Stored items from a collection

--------

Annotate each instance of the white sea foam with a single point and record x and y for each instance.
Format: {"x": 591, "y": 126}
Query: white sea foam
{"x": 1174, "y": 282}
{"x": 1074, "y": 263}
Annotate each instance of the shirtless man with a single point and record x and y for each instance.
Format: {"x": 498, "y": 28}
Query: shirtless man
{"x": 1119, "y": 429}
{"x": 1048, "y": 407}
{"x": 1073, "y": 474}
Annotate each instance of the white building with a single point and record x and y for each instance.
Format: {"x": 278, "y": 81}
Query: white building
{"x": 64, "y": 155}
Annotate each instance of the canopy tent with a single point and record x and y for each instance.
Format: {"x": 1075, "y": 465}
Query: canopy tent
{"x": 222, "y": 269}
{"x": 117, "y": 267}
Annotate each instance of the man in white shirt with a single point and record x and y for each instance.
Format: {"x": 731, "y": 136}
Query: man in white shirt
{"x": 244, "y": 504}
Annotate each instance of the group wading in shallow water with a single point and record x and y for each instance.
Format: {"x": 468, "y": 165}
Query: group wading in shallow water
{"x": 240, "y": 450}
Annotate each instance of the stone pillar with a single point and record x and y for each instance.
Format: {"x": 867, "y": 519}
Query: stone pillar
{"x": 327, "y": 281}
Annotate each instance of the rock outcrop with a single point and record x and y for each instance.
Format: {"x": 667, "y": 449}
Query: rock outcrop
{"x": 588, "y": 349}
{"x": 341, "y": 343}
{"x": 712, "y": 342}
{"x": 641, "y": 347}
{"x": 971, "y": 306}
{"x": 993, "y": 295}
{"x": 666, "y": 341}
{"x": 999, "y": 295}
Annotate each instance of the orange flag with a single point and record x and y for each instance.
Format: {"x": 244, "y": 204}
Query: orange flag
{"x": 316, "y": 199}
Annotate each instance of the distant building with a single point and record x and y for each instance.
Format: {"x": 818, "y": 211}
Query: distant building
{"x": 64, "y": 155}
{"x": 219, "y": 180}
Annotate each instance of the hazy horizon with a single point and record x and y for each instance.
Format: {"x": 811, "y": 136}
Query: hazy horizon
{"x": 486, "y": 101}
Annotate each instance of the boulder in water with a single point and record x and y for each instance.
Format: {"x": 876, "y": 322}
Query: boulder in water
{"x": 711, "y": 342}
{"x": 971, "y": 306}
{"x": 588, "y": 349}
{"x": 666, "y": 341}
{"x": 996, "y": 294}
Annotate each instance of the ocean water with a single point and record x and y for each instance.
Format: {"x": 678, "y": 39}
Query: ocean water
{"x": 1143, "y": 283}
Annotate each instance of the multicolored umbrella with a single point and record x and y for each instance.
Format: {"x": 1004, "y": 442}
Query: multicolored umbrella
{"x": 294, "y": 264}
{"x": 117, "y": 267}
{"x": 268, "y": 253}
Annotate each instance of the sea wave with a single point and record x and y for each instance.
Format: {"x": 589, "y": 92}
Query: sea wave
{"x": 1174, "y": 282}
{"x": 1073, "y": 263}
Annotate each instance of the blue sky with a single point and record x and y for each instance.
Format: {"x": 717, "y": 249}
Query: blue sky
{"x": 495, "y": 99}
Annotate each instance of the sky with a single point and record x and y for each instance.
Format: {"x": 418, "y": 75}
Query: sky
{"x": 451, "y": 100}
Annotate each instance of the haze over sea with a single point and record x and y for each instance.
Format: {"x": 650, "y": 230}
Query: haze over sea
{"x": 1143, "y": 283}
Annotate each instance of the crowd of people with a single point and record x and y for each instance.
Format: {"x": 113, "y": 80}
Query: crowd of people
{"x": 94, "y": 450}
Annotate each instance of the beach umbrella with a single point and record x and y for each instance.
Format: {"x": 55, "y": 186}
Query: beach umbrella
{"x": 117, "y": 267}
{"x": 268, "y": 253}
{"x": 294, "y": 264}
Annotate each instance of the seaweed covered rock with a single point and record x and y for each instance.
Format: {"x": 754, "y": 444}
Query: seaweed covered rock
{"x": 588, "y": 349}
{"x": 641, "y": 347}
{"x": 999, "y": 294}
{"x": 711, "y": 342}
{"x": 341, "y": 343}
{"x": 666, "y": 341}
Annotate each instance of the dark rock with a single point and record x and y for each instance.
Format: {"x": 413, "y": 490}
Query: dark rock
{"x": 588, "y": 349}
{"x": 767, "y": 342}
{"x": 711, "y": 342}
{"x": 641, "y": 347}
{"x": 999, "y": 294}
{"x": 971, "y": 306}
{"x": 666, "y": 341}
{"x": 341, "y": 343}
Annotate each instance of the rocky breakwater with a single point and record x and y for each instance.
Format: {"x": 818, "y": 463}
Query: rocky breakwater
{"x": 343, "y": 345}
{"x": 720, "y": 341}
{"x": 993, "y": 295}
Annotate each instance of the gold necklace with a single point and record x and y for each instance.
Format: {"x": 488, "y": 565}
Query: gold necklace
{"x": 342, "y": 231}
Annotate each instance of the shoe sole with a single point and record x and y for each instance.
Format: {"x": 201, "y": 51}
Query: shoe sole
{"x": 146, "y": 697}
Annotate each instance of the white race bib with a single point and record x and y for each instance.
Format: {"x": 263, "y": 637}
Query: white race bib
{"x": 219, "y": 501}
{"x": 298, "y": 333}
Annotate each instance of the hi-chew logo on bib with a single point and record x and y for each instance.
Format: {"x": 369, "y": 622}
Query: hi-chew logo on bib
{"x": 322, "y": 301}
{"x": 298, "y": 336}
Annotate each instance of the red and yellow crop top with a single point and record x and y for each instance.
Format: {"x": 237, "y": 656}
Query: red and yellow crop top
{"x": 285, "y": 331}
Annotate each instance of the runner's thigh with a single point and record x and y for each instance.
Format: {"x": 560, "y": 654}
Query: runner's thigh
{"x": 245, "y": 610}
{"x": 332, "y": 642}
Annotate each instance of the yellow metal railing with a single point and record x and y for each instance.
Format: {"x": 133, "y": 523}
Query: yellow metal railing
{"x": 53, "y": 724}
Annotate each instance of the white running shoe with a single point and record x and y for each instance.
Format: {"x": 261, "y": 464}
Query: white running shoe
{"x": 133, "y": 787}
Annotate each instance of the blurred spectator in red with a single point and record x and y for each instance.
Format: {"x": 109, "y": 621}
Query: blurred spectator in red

--------

- [What the task asks]: Extract each entry in full, exactly as given.

- [Problem solution]:
Annotate each instance of the white sea foam with a single point and record x and y for each instance.
Format: {"x": 591, "y": 126}
Query: white sea foam
{"x": 1174, "y": 282}
{"x": 1074, "y": 263}
Annotate each instance of the shirtless man with a single point and record x and y for each instance.
Format: {"x": 498, "y": 28}
Query: shirtless man
{"x": 1119, "y": 429}
{"x": 1048, "y": 407}
{"x": 1073, "y": 474}
Annotate each instance of the white building with a single point and record x and y for each instance.
Format: {"x": 278, "y": 81}
Query: white building
{"x": 64, "y": 155}
Annotate each instance of the canopy tent with a single point and record x and y for each instance.
Format: {"x": 1075, "y": 465}
Query: canopy tent
{"x": 222, "y": 269}
{"x": 117, "y": 267}
Annotate each instance of the man in white shirt with a single point and record x and y for each instance.
Format: {"x": 731, "y": 136}
Query: man in white shirt
{"x": 244, "y": 504}
Annotate each instance of the group wading in shallow water with a single point and record x and y for each instance.
Format: {"x": 468, "y": 165}
Query: group wading in shallow water
{"x": 240, "y": 450}
Annotate each instance of the stone pillar with a single point and record x and y for each instance.
Format: {"x": 867, "y": 519}
Query: stone pillar
{"x": 327, "y": 281}
Annotate each instance of the rock outcrop with a single point and record x and y for each instance.
Format: {"x": 667, "y": 449}
Query: rock outcrop
{"x": 588, "y": 349}
{"x": 341, "y": 343}
{"x": 712, "y": 342}
{"x": 641, "y": 347}
{"x": 971, "y": 306}
{"x": 993, "y": 295}
{"x": 666, "y": 341}
{"x": 999, "y": 295}
Annotate each instance of the orange flag with a single point and record x and y for each instance.
Format: {"x": 244, "y": 204}
Query: orange flag
{"x": 316, "y": 199}
Annotate each instance of the distant building with a single point and record x and y for each instance.
Format: {"x": 818, "y": 211}
Query: distant building
{"x": 64, "y": 155}
{"x": 219, "y": 180}
Annotate each instance of the hazy horizon with a single point and record x and y for each instance.
Format: {"x": 811, "y": 136}
Query: hazy horizon
{"x": 486, "y": 101}
Annotate each instance of the boulder in water with a single point and record x and y for each instance.
Format: {"x": 876, "y": 322}
Query: boulder in water
{"x": 711, "y": 342}
{"x": 971, "y": 306}
{"x": 588, "y": 349}
{"x": 666, "y": 341}
{"x": 996, "y": 294}
Annotate each instance of the ocean water with a single point and record x and y for each instance.
Format: {"x": 678, "y": 39}
Query: ocean water
{"x": 1143, "y": 283}
Annotate each instance of the multicolored umbrella with a single point and record x and y for each instance.
Format: {"x": 1004, "y": 442}
Query: multicolored umbrella
{"x": 294, "y": 264}
{"x": 117, "y": 267}
{"x": 268, "y": 253}
Annotate each instance of the sea wave with a single point and record x and y for each instance.
Format: {"x": 589, "y": 92}
Query: sea wave
{"x": 1174, "y": 282}
{"x": 1073, "y": 263}
Annotate each instance of the blue sky with a single point and record x and y for each instance.
Format: {"x": 717, "y": 249}
Query: blue sky
{"x": 495, "y": 99}
Annotate each instance of the sky with a single point and record x and y for each instance.
Format: {"x": 418, "y": 75}
Query: sky
{"x": 451, "y": 100}
Annotate each instance of the haze over sea with a single point and record x and y for each instance.
Format: {"x": 650, "y": 230}
Query: haze over sea
{"x": 1143, "y": 283}
Annotate each instance of the crowd of people with a single point and record x and y for each instance.
Format: {"x": 113, "y": 80}
Query: crowd of people
{"x": 94, "y": 450}
Annotate each instance of the beach umbrella with a single point and record x and y for each instance.
Format: {"x": 55, "y": 186}
Query: beach umbrella
{"x": 117, "y": 267}
{"x": 268, "y": 253}
{"x": 294, "y": 264}
Annotate each instance of the seaweed covered rock with a single point and record x and y for each instance.
Format: {"x": 754, "y": 444}
Query: seaweed covered rock
{"x": 588, "y": 349}
{"x": 641, "y": 347}
{"x": 999, "y": 294}
{"x": 711, "y": 342}
{"x": 341, "y": 343}
{"x": 666, "y": 341}
Annotate each instance of the dark rock with a single point and record x and y for each instance.
Format: {"x": 413, "y": 490}
Query: dark rock
{"x": 588, "y": 349}
{"x": 767, "y": 342}
{"x": 711, "y": 342}
{"x": 641, "y": 347}
{"x": 999, "y": 294}
{"x": 971, "y": 306}
{"x": 666, "y": 341}
{"x": 341, "y": 343}
Annotate each instance of the rocky breakwater with a single point and record x and y for each instance.
Format: {"x": 818, "y": 463}
Query: rocky breakwater
{"x": 343, "y": 345}
{"x": 720, "y": 341}
{"x": 993, "y": 295}
Annotate each instance of the gold necklace with a single point and record x and y for each instance.
Format: {"x": 488, "y": 565}
Query: gold necklace
{"x": 342, "y": 231}
Annotate each instance of the shoe sole with a single point and record x and y for each instance.
Format: {"x": 201, "y": 51}
Query: shoe sole
{"x": 146, "y": 697}
Annotate each instance of the white race bib with a single point and record x and y for each instance.
Format: {"x": 263, "y": 637}
Query: white race bib
{"x": 219, "y": 501}
{"x": 298, "y": 333}
Annotate each instance of the hi-chew logo on bib with a single point and record x and y for each instance.
Format: {"x": 369, "y": 622}
Query: hi-chew logo on bib
{"x": 322, "y": 301}
{"x": 298, "y": 336}
Annotate each instance of the red and yellow crop top with a single point and record x and y for each instance.
Format: {"x": 237, "y": 656}
Query: red and yellow crop top
{"x": 285, "y": 331}
Annotate each instance of the runner's thigh with a single point and record x and y for each instance.
Format: {"x": 560, "y": 654}
Query: runner's thigh
{"x": 245, "y": 610}
{"x": 332, "y": 642}
Annotate each instance of the yellow metal railing with a single point and record x and y for each instance.
Format: {"x": 133, "y": 523}
Query: yellow metal railing
{"x": 53, "y": 724}
Annotate each instance of the white running shoe with a single point and record x and y for each instance.
Format: {"x": 261, "y": 464}
Query: white running shoe
{"x": 133, "y": 787}
Annotate each instance of the blurred spectator in red with a single point and record x and y for each instance.
Format: {"x": 109, "y": 621}
Query: blurred spectator in red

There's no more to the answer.